By Charles Ike-Okoh
MON 24 MAY, 2021-theGBJournal- Dangote Cement’s talk about its export strategy should inspire confidence for shareholders and stakeholders equally.
But in fact when you scratch the surface the picture isn’t as rosy, the perils are masked and the demand may not exist as extrapolated by the cement giant.
There are doubts by analysts about key export markets and their very low utilization rates, harsh industry dynamics seemed overlooked, there are no game-changing demand catalysts out there and very hard competition exists throughout the continent and even from within (BUA looking at exports to Niger and Cameroon).
Dangote Cement’s argument is that 15 countries in the Economic Community of West African States (ECOWAS), especially those on the coast, are obligatory importers of cement, reliant mainly on imports from outside ECOWAS.
The company also talked up Nigeria’s endowment with high quality limestone, which is an irreplaceable and critical ingredient in the cement production process. These deposits are centred in the southern parts of the country, close to the demand markets (In 2017, the south-south, Lagos, south-east and south west regions accounted for 70% of industry demand’’-EFG Hermes estimate).
The multi-billion dollar company (revenues in excess of US$2.5 billion) exported its maiden clinker to Senegal in June 2020. Total exported clinker was 197kt in 2020 when Apapa terminal was used seven times. In 2021, the Onne terminal will be operational and Dangote management plan is to utilise Onne as frequently as Apapa.
Frontier Equity Research firm, EFG Hermes analysts said in a note seen by theGBJournal, that ‘’the export strategy will take time’’ after they queried Dangote Cement management severally about its clinker capacity in Nigeria.
Dangote’s clinker factor provided is estimated at c74.1%, and EFG Hermes doesn’t doubt the figure because, Nigeria is largely a 42.5 grade cement market, and based on this, EFG Hermes estimates that, Dangote Cement produced c11.6mt in clinker (excl. the 197kt exported) in 2020.
‘’Assuming full utilisation of its name plate grinding capacity (32.25mtpa), it suggests c23.8mt in clinker would be needed. We believe the operating grinding capacity is 28.25mtpa, as Gboko (4mtpa) remains largely mothballed, implying clinker needs of c20.9mt if operating at full throttle,’’ says EFG Hermes.

· · ·

Direction 1: Repeat the lines of the listing verbatim, starting with the line that contains "Target: girl's eye" and going on through the end of the listing.

Location annotation dataset excerpts:
· · ·

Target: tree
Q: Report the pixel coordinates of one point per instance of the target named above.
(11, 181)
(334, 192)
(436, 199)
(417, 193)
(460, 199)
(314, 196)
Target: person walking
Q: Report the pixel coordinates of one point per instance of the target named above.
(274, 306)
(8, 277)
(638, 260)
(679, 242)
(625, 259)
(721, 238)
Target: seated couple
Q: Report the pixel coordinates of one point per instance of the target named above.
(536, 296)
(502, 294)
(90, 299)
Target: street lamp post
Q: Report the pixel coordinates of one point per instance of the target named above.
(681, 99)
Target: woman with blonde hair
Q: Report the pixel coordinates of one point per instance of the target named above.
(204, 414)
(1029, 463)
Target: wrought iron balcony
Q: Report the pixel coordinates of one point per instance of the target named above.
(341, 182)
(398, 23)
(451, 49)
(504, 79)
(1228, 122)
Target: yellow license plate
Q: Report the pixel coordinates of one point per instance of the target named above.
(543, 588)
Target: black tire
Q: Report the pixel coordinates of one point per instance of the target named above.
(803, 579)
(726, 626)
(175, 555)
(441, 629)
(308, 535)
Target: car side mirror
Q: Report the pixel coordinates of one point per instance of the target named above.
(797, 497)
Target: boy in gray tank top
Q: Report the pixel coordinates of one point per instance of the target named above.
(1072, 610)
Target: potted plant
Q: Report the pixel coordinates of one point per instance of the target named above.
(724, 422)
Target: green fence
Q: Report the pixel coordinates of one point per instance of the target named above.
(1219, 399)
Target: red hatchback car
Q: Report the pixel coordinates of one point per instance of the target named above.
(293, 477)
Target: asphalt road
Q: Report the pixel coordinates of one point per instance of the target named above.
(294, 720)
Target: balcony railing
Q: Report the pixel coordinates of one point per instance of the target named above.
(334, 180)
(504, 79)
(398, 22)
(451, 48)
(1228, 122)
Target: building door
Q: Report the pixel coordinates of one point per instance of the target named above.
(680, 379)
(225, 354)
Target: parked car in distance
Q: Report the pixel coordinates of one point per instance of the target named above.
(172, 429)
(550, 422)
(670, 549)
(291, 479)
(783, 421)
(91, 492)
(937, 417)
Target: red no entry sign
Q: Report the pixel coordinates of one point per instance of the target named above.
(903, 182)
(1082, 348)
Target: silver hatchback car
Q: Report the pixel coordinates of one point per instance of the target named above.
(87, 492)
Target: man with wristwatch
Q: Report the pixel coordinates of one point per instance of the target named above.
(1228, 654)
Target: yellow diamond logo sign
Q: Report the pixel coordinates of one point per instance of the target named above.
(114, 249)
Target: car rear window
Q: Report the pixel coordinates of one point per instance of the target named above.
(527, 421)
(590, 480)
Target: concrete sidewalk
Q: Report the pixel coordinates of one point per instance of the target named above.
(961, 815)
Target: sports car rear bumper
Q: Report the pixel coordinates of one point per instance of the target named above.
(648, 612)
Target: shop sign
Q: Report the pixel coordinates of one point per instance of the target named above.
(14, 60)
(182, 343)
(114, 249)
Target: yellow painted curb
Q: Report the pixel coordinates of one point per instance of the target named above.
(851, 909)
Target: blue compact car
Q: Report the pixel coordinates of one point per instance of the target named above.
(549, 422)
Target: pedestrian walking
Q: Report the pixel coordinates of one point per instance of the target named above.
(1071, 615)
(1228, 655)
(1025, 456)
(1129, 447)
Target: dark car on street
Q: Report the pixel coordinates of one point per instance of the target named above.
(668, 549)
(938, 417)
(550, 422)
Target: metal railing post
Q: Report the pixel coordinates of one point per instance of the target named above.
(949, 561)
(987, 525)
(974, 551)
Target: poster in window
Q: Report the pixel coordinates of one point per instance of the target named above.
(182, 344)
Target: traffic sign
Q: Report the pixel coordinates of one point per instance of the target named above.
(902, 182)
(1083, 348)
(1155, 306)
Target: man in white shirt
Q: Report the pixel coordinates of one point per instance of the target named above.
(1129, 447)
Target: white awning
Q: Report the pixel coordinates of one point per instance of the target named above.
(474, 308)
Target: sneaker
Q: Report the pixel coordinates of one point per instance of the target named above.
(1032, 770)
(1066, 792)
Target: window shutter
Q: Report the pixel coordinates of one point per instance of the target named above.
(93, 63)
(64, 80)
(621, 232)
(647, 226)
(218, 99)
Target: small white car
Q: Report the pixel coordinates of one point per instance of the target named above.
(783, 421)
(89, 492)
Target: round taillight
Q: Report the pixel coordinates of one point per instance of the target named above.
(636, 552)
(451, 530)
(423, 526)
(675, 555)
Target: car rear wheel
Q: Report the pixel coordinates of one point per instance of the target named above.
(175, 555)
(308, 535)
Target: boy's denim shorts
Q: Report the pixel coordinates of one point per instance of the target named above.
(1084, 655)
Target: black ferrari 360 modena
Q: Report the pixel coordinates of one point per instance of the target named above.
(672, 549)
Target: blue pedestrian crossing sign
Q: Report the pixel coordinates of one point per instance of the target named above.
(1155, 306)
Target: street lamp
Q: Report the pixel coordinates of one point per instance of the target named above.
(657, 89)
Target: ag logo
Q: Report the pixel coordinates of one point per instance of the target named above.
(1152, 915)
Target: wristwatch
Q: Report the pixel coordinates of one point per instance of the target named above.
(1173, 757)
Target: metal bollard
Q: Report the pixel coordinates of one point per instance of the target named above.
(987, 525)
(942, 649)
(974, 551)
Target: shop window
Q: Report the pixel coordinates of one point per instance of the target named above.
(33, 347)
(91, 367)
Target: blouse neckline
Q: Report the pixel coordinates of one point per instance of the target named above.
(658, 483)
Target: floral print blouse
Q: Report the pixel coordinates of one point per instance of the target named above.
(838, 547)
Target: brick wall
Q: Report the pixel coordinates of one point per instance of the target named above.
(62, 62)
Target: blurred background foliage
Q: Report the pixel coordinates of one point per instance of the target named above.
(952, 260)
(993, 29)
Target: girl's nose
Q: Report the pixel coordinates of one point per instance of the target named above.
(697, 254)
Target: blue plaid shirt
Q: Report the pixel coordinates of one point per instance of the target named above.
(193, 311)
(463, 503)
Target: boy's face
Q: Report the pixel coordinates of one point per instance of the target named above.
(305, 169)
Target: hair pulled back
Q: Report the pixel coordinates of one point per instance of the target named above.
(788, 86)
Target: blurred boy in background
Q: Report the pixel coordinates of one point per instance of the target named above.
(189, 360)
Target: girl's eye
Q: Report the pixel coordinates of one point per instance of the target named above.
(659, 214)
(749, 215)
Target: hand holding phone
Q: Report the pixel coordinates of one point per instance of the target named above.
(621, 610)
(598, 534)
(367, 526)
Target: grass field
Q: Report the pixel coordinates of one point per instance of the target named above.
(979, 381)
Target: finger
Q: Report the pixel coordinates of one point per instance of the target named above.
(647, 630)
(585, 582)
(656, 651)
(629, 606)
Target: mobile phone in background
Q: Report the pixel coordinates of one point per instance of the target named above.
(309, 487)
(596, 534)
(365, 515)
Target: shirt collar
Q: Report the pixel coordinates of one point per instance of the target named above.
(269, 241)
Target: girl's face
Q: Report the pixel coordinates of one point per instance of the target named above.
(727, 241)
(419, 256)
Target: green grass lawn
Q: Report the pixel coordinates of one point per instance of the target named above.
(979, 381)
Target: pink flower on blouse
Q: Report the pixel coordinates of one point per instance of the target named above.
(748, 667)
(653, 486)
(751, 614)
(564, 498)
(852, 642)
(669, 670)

· · ·

Direction 2: Reproduce the Dangote Cement article word for word, starting with "Frontier Equity Research" and going on through "says EFG Hermes.".

Complete response 1:
Target: girl's eye
Q: Report the pixel coordinates of one point per instance of the target named above.
(659, 214)
(749, 215)
Target: hand holding phone
Q: Report the pixel coordinates of one point per instance of the target named above.
(621, 610)
(598, 534)
(367, 526)
Target: grass field
Q: Report the pixel coordinates of one point per instance of the target named above.
(979, 381)
Target: finger
Q: Report the pixel coordinates of one point per instance of the target named above.
(647, 630)
(585, 582)
(656, 651)
(629, 606)
Target: mobile phone in background
Q: Report the pixel coordinates of one point per instance of the target named above.
(309, 487)
(596, 534)
(365, 515)
Target: shirt collar
Q: Report the pixel coordinates of one point per instance of the target named above.
(269, 241)
Target: girl's face
Q: Report the pixel coordinates of one point per instance of the target named above.
(727, 241)
(419, 256)
Target: green grass lawn
Q: Report the pixel coordinates of one point per instance of the target named above.
(979, 381)
Target: pink flower on blouse
Q: Report the pixel coordinates of one point per instance of the target named above.
(748, 667)
(653, 486)
(751, 614)
(564, 498)
(852, 642)
(669, 670)

Complete response 2:
Frontier Equity Research firm, EFG Hermes analysts said in a note seen by theGBJournal, that ‘’the export strategy will take time’’ after they queried Dangote Cement management severally about its clinker capacity in Nigeria.
Dangote’s clinker factor provided is estimated at c74.1%, and EFG Hermes doesn’t doubt the figure because, Nigeria is largely a 42.5 grade cement market, and based on this, EFG Hermes estimates that, Dangote Cement produced c11.6mt in clinker (excl. the 197kt exported) in 2020.
‘’Assuming full utilisation of its name plate grinding capacity (32.25mtpa), it suggests c23.8mt in clinker would be needed. We believe the operating grinding capacity is 28.25mtpa, as Gboko (4mtpa) remains largely mothballed, implying clinker needs of c20.9mt if operating at full throttle,’’ says EFG Hermes.